→ POLECENIE DO WYKONANIA A: Ile osób pracowało w całym unijnym sektorze motoryzacyjnym według artykułu o branży motoryzacyjnej?
→ POLECENIE DO WYKONANIA B: W artykule o branży motoryzacyjnej zamień "branży motoryzacyjnej" na "branży samochodowej" i podaj fragment, który zaczyna się od słów "Radio Białystok |", a kończy po słowach "części i akcesoriów.".

→ FRAGMENT DOKUMENTU:
Radio Białystok | Koronawirus | Branża motoryzacyjna cierpi z powodu pandemii
Pandemia niekorzystnie odbija się na branży motoryzacyjnej w kolejnych krajach europejskich - wskazał Polski Instytut Ekonomiczny. Skutki koronawirusa zaczyna odczuwać też polski przemysł motoryzacyjny w związku m.in. z problemami poddostawców części i akcesoriów.
Jak podkreślili analitycy PIE, branża motoryzacyjna jest szczególnie podatna na zmiany koniunktury gospodarczej, bo w okresie kryzysu popyt na samochody gwałtownie maleje.
- Oprócz czynników popytowych, za obecny kryzys odpowiadają także czynniki podażowe. Silne umiędzynarodowienie tej branży sprawia, że produkcja pojazdów jest wrażliwa na wszelkiego rodzaju zakłócenia w globalnych łańcuchach dostaw - czytamy w najnowszym wydaniu "Tygodnika Gospodarczego PIE".
Zamknięcie wielu fabryk samochodów w UE i Wielkiej Brytanii dotknęło do końca marca br. co najmniej 1,1 mln osób w nich pracujących z 2,6 mln miejsc pracy bezpośrednio związanych z produkcją pojazdów - wskazało PIE, powołując się na szacunki Europejskiego Stowarzyszenia Producentów Pojazdów (ACEA). W całym unijnym sektorze motoryzacyjnym pracowało 13,8 mln osób; chodzi o zatrudnienie przy produkcji pojazdów oraz w branżach kooperujących.
PIE wskazał, że również polski przemysł motoryzacyjny zaczyna odczuwać skutki pandemii koronawirusa.
Ograniczenia w przemieszczaniu się mieszkańców, oczekiwanie przez konsumentów pogorszenia się ich sytuacji finansowej w najbliższym czasie oraz utrudnienia w zarejestrowaniu nowych pojazdów skutkowały spadkiem sprzedaży samochodów w kraju" - podkreślili analitycy.

→ DANE WEJŚCIOWE:
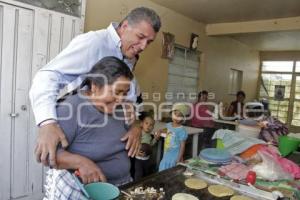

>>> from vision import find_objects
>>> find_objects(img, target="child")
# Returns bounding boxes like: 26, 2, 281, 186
159, 104, 188, 171
134, 115, 159, 181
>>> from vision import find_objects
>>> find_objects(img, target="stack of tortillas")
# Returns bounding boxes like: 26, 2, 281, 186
230, 195, 253, 200
172, 193, 199, 200
184, 178, 207, 190
208, 185, 234, 197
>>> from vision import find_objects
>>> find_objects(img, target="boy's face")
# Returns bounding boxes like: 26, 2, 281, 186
172, 110, 184, 124
142, 117, 154, 133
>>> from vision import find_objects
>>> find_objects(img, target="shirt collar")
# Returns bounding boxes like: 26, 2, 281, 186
107, 22, 121, 48
107, 22, 137, 71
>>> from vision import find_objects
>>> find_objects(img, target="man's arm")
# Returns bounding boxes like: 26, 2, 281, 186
29, 34, 98, 167
57, 150, 106, 184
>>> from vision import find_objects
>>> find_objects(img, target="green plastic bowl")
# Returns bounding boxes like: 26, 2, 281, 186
84, 182, 120, 200
279, 135, 300, 156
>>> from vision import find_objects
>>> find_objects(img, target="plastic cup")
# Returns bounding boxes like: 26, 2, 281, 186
84, 182, 120, 200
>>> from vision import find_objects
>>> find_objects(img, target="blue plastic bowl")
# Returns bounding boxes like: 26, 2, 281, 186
84, 182, 120, 200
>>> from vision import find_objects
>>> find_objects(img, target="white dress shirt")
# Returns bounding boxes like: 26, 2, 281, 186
29, 23, 137, 124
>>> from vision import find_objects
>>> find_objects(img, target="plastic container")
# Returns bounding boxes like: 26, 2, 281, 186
279, 135, 300, 156
236, 124, 261, 138
84, 182, 120, 200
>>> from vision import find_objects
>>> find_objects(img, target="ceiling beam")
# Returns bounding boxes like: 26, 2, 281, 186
205, 16, 300, 36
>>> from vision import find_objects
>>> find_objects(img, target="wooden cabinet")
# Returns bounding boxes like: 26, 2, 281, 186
0, 0, 85, 200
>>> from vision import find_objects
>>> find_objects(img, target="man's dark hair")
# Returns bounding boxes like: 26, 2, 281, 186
236, 90, 246, 97
120, 7, 161, 33
82, 56, 133, 87
139, 111, 154, 121
198, 90, 208, 101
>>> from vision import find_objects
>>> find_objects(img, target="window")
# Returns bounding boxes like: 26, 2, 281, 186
259, 59, 300, 129
228, 69, 243, 95
17, 0, 82, 17
166, 46, 200, 103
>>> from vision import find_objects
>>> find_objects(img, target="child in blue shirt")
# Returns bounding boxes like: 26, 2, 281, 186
158, 104, 188, 171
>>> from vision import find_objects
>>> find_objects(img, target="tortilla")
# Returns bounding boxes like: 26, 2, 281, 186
184, 178, 207, 190
172, 193, 199, 200
230, 195, 253, 200
208, 185, 234, 197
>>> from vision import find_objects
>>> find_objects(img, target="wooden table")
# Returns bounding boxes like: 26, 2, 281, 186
153, 122, 203, 165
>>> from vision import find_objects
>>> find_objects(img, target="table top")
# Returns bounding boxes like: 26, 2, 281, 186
213, 119, 239, 125
153, 121, 203, 135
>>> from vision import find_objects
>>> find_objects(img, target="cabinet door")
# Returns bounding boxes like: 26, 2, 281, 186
0, 4, 34, 198
0, 0, 83, 200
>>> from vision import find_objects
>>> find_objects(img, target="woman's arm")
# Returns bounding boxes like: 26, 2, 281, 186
176, 140, 185, 163
56, 150, 106, 184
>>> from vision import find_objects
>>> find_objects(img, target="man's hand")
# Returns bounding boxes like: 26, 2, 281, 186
35, 123, 68, 167
121, 126, 142, 157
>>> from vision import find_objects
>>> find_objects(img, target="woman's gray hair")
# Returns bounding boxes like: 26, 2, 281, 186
120, 7, 161, 33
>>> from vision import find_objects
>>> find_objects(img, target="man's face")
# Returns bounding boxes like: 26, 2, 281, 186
142, 117, 154, 133
236, 95, 245, 103
201, 94, 207, 102
118, 20, 156, 59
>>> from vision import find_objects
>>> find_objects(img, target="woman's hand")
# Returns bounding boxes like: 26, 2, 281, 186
78, 157, 106, 184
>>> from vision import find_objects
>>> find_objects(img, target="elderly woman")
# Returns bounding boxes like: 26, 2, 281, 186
44, 57, 133, 199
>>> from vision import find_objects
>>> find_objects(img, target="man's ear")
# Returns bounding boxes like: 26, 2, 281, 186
91, 82, 97, 93
120, 20, 129, 32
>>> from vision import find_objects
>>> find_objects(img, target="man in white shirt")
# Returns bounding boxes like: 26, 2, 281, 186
30, 7, 161, 167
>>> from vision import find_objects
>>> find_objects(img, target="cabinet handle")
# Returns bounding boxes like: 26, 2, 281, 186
21, 105, 27, 111
9, 113, 19, 117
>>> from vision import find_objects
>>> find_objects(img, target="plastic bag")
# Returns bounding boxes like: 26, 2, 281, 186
252, 147, 293, 181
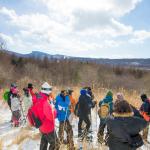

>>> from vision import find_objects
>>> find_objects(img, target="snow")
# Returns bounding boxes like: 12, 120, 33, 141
0, 100, 150, 150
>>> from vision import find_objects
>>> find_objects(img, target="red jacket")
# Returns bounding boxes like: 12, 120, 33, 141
36, 93, 56, 133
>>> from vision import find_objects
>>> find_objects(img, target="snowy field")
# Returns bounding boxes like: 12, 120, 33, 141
0, 100, 150, 150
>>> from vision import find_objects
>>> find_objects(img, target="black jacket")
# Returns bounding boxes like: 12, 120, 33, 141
77, 95, 95, 117
140, 99, 150, 115
106, 113, 148, 150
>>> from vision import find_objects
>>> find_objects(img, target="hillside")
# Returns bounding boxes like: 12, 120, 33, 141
0, 51, 150, 92
1, 51, 150, 69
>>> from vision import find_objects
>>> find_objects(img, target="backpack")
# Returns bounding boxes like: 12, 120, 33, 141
129, 134, 144, 149
98, 103, 110, 118
27, 94, 42, 128
3, 89, 10, 102
74, 102, 79, 117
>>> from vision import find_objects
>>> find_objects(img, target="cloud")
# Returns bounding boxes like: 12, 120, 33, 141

→ WYNIK ĆWICZENIA A: 13,8 mln osób.

→ WYNIK ĆWICZENIA B:
Radio Białystok | Koronawirus | Branża motoryzacyjna cierpi z powodu pandemii
Pandemia niekorzystnie odbija się na branży samochodowej w kolejnych krajach europejskich - wskazał Polski Instytut Ekonomiczny. Skutki koronawirusa zaczyna odczuwać też polski przemysł motoryzacyjny w związku m.in. z problemami poddostawców części i akcesoriów.